— Start of SUPPLIED TEXT —

That makes sense. We shall persevere and hopefully all will be well. Thanks ever so!


----------



## tuckersmom20 (Dec 12, 2010)

Nana52 said:


> That makes sense. We shall persevere and hopefully all will be well. Thanks ever so!


It's really .. Slow and steady wins the race.

Rabbit is super lean and won't cause weight gain quickly. 
I dont think rabbit will cause much stomach upset either but I could be wrong.

I have tried so hard to feed rabbit but the boys refuse.
Rabbit is a "cool" meat so it's perfect for epileptics by the way


----------



## Nana52 (Apr 28, 2012)

tuckersmom20 said:


> It's really .. Slow and steady wins the race.
> 
> Rabbit is super lean and won't cause weight gain quickly.
> I dont think rabbit will cause much stomach upset either but I could be wrong.
> ...


Both boys ate their rabbit bites without hesitation, but I've only given them just a sliver so far. Honestly, I think they'd both eat anything that didn't bite them first. Gonna wait and see how their next poop looks before proceeding. Don't want to get too cocky just because they've had no upset thus far.

I didn't know about the "cool" meat thing. Not sure I buy into that but whatever works, right? I've been meaning to do some reading about all that, just to see what it's all about. When I get a round toit.

Donna


----------



## tuckersmom20 (Dec 12, 2010)

Nana52 said:


> Both boys ate their rabbit bites without hesitation, but I've only given them just a sliver so far. Honestly, I think they'd both eat anything that didn't bite them first. Gonna wait and see how their next poop looks before proceeding. Don't want to get too cocky just because they've had no upset thus far.

— End of SUPPLIED TEXT —
— Start of LISTING —

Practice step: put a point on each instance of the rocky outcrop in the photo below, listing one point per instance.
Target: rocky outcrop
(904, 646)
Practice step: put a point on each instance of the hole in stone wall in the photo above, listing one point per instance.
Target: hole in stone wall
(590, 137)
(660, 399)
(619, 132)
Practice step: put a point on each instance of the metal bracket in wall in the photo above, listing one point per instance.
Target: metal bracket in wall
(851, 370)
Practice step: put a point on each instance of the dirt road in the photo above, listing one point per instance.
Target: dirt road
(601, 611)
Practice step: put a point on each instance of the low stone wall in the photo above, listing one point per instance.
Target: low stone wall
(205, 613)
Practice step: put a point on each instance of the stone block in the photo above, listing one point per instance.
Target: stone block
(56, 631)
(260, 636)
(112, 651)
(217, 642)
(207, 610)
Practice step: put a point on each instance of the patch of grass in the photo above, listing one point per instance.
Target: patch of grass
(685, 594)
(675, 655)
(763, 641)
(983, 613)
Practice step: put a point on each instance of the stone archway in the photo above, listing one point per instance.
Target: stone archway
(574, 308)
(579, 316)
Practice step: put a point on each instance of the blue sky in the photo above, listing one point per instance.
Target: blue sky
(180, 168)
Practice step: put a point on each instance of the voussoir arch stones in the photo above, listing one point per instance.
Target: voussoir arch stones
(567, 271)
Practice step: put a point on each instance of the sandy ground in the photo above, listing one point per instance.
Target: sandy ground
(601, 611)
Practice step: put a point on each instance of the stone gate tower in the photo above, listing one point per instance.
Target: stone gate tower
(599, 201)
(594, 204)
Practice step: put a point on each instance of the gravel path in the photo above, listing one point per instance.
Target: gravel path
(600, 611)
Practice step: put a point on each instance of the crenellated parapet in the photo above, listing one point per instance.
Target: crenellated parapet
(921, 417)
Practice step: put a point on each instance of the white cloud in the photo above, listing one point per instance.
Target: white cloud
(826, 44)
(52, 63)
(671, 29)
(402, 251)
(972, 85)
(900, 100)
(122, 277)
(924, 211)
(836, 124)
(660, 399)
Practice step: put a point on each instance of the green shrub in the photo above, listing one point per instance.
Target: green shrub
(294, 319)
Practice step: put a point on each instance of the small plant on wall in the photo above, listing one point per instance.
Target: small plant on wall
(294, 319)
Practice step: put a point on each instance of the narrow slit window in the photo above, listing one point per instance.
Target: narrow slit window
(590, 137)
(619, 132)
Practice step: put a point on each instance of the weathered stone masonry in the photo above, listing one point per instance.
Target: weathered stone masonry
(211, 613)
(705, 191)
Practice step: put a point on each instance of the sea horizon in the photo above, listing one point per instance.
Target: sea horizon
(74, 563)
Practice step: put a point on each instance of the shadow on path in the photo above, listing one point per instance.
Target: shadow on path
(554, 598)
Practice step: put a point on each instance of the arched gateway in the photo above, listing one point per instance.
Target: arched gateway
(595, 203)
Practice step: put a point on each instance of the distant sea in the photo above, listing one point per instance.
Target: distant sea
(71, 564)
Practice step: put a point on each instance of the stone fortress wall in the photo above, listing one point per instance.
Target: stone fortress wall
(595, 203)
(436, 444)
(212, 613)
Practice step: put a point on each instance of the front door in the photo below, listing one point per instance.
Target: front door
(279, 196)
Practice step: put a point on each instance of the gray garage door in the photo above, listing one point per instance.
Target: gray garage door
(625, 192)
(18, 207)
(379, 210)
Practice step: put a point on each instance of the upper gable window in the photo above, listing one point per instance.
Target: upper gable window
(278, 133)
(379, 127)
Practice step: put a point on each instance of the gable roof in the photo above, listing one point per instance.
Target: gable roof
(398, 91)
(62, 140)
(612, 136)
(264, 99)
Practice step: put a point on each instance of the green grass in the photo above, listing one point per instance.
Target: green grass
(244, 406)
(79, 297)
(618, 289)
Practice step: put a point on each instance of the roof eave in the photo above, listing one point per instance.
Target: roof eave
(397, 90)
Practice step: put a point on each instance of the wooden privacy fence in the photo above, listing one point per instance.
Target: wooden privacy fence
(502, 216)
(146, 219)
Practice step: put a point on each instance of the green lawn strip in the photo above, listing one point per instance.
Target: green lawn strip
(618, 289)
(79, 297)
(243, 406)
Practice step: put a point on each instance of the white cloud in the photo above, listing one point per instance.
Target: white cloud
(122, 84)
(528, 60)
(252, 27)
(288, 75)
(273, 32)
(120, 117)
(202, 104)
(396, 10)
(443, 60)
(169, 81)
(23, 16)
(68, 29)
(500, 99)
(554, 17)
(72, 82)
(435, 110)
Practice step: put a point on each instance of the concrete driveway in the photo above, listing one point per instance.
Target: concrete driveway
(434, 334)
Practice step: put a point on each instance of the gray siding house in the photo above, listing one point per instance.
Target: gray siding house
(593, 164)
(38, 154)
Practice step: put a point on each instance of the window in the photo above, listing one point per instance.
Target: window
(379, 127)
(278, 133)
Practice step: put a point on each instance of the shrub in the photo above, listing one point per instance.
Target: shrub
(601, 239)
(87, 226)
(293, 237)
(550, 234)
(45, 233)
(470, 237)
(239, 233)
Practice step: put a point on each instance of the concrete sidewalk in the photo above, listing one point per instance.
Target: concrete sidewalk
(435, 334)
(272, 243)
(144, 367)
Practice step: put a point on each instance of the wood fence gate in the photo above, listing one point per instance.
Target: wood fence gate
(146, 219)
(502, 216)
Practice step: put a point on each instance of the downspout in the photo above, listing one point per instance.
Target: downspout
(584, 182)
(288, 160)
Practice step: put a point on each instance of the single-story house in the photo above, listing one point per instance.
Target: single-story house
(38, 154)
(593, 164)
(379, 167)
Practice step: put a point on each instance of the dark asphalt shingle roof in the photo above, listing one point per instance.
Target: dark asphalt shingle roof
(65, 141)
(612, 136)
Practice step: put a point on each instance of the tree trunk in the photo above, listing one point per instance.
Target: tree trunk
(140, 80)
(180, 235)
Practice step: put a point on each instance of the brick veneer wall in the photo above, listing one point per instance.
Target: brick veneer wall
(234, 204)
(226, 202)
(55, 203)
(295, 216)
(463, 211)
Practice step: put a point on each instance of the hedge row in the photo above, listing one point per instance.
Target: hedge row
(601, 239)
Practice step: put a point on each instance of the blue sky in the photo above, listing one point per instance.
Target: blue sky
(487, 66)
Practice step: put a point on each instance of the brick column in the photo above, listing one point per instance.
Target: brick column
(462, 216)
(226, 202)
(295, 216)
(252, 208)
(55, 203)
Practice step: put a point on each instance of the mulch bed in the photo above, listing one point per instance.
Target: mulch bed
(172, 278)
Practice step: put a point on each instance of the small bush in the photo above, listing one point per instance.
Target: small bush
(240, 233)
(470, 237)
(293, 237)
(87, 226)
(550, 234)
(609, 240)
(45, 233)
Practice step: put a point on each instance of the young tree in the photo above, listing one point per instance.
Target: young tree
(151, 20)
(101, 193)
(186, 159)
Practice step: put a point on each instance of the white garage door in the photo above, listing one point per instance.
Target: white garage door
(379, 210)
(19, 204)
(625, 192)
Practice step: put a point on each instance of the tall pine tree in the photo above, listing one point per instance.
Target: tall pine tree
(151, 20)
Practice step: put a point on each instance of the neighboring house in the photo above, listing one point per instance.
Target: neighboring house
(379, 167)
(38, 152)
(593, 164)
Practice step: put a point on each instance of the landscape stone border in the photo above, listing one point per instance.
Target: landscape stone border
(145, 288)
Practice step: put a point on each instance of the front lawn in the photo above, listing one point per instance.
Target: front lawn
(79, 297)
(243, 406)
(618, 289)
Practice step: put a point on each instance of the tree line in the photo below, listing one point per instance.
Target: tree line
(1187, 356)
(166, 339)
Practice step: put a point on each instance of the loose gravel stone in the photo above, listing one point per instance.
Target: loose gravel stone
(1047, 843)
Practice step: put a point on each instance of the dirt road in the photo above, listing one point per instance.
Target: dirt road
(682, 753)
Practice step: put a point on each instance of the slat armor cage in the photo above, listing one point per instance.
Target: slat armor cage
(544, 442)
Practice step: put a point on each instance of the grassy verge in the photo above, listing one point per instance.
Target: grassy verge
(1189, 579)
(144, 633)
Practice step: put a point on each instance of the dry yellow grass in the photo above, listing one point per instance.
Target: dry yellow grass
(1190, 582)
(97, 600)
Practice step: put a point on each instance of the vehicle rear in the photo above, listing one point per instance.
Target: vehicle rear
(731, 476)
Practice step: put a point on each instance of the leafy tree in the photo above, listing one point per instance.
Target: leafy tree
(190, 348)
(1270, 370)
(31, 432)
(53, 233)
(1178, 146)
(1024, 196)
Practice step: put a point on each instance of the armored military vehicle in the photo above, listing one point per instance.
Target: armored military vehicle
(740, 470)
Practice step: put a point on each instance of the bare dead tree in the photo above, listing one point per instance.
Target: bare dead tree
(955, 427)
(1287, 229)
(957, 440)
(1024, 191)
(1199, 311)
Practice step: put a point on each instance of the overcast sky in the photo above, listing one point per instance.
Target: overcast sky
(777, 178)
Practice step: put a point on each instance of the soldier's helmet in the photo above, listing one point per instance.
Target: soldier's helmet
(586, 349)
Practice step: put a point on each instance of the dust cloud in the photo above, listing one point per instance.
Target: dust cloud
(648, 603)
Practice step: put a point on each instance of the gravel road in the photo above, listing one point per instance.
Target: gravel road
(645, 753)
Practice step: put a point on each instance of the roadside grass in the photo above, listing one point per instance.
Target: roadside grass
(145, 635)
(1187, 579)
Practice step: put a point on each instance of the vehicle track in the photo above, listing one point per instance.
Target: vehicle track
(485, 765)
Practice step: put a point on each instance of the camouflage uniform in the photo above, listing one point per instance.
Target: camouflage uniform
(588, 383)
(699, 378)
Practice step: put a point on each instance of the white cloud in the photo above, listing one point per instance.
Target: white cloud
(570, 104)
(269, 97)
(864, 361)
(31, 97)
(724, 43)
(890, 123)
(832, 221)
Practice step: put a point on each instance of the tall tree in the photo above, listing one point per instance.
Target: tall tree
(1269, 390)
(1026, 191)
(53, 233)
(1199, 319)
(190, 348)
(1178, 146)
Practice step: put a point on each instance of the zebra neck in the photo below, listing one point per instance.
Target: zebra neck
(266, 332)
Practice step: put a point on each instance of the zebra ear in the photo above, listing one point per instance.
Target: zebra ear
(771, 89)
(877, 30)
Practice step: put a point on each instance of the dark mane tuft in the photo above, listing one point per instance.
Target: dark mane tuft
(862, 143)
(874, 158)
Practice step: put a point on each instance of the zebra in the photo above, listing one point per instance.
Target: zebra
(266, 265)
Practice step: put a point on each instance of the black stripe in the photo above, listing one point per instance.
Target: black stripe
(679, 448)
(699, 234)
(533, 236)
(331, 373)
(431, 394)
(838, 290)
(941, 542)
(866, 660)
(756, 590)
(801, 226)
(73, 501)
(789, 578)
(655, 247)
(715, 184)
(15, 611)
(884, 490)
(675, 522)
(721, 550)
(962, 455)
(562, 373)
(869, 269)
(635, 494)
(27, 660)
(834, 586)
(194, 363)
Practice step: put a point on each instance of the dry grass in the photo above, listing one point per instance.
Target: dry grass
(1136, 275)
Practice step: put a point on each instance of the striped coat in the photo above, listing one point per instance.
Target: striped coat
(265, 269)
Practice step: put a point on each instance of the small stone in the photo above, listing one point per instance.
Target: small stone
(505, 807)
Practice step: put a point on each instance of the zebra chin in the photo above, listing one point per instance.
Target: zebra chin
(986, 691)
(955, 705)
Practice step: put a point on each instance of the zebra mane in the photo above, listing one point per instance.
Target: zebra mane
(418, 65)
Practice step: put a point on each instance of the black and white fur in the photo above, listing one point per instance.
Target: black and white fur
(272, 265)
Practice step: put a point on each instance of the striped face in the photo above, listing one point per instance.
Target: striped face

— End of LISTING —

- _WORK TO COMPLETE_
[1] Transcribe the passage of the forum thread that begins at the words "I didn't know" and ends after the words "a round toit.".
[2] In the forum thread, for which group does tuckersmom20 say rabbit is a perfect meat?

- _TASK ANSWERS_
[1]
I didn't know about the "cool" meat thing. Not sure I buy into that but whatever works, right? I've been meaning to do some reading about all that, just to see what it's all about. When I get a round toit.

[2] Epileptics